═════ TEXT ═════

Thank you for selecting my book for your book club! I hope you have a wonderful discussion (along with something good to eat). If you live in North Carolina, I may be available to visit your group. Or maybe we can Zoom? You’ll find my email address under “contact.” And I’m always interested to hear your thoughts about the book or try to answer any questions.
Writer Beth Kephart interviews me for The Rumpus.
Book Club Discussion Guide
Note: There are no right or wrong answers to these questions; they are intended to provoke lively conversation. These questions may contain spoilers.
- How would you characterize Lexie’s relationship with her father as she was growing up? How does this compare to Madison’s relationship with him? How do their experiences shape their relationship with him in the present?
- In “Wealth Management,” Drew says, “Everyone at this table is hateful.” Do you agree? Are these characters racists?
- Why is the Speaker drawn to the bridge in “We Always Start with the Seduction”? What bridges—literal and metaphorical—appear and reappear throughout this book?
- Why does the Speaker still think about Beau?
- In “My Father Raised Me,” Lexie says, “I do things I know are wrong. I do them and do them.” Do Lexie’s perceived (and actual) self-destructive tendencies frustrate you? Is there room for feeling compassion toward her?
- How do you explain Lexie’s complicated reaction to the news about her father?

═════

| TASK GOAL |
Why does the book club guide say its questions have no right or wrong answers? Reply in one to three sentences. The items that come next are drawn from a different source than the book club guide.

═════ DATA SHOWN ═════

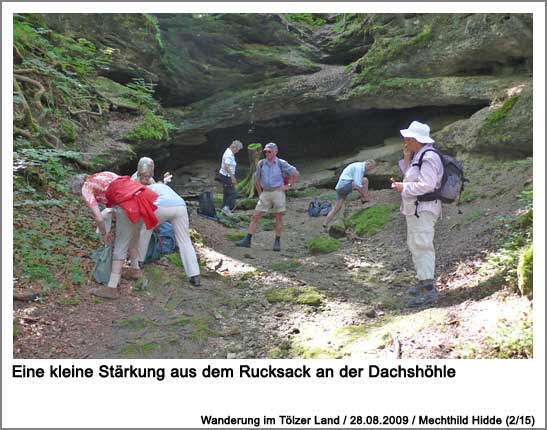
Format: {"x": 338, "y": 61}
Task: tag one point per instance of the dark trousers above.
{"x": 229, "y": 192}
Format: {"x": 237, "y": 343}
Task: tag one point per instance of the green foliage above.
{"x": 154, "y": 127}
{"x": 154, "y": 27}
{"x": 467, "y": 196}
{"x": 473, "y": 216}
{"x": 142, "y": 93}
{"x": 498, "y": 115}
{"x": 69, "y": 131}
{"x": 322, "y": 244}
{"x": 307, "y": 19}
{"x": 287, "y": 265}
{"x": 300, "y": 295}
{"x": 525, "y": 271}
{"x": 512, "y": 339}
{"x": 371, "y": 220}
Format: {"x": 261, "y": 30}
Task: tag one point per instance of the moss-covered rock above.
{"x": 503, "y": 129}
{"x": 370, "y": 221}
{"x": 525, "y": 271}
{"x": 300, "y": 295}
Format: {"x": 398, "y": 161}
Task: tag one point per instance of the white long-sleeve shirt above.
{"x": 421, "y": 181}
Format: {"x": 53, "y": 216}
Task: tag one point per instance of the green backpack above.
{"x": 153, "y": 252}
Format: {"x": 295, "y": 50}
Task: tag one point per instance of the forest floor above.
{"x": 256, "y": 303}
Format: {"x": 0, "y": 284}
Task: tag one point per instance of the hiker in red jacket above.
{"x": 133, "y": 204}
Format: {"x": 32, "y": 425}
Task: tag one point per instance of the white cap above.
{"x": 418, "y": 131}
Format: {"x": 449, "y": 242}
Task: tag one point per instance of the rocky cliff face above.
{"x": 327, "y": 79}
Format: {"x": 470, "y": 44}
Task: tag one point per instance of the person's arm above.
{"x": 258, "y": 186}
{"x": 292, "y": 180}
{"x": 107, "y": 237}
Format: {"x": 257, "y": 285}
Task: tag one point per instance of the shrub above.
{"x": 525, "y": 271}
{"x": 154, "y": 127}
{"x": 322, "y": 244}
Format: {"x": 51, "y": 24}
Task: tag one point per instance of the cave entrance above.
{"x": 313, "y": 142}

═════
═════ DATA SHOWN ═════

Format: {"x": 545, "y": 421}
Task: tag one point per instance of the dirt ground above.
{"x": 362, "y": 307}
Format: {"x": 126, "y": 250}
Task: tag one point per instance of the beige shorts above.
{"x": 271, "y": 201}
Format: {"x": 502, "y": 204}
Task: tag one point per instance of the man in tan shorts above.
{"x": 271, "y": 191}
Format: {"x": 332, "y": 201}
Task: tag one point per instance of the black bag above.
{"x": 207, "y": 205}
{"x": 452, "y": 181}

═════
═════ DATA SHOWN ═════

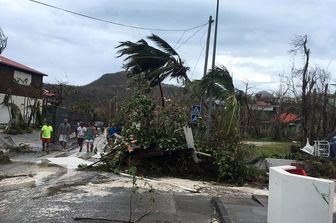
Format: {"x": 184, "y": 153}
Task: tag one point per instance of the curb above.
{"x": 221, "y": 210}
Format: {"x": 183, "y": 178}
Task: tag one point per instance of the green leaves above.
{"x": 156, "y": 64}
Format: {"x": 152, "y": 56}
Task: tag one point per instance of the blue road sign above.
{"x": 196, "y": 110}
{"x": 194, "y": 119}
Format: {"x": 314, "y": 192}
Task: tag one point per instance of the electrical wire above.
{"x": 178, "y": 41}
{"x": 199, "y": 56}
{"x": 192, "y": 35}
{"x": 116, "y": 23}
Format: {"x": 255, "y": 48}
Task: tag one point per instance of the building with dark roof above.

═════

| WRITTEN SOLUTION |
The questions have no right or wrong answers because they are intended to provoke lively conversation.